— Extracted material —
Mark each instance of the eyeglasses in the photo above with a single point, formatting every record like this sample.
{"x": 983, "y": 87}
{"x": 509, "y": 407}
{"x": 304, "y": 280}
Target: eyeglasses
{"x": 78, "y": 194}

— What to work on —
Output each line of the material above with no deviation.

— Solution to the exercise —
Mark each instance of the eyeglasses in the photo above with a single point, formatting every record like this sample.
{"x": 983, "y": 87}
{"x": 509, "y": 407}
{"x": 304, "y": 280}
Target: eyeglasses
{"x": 78, "y": 194}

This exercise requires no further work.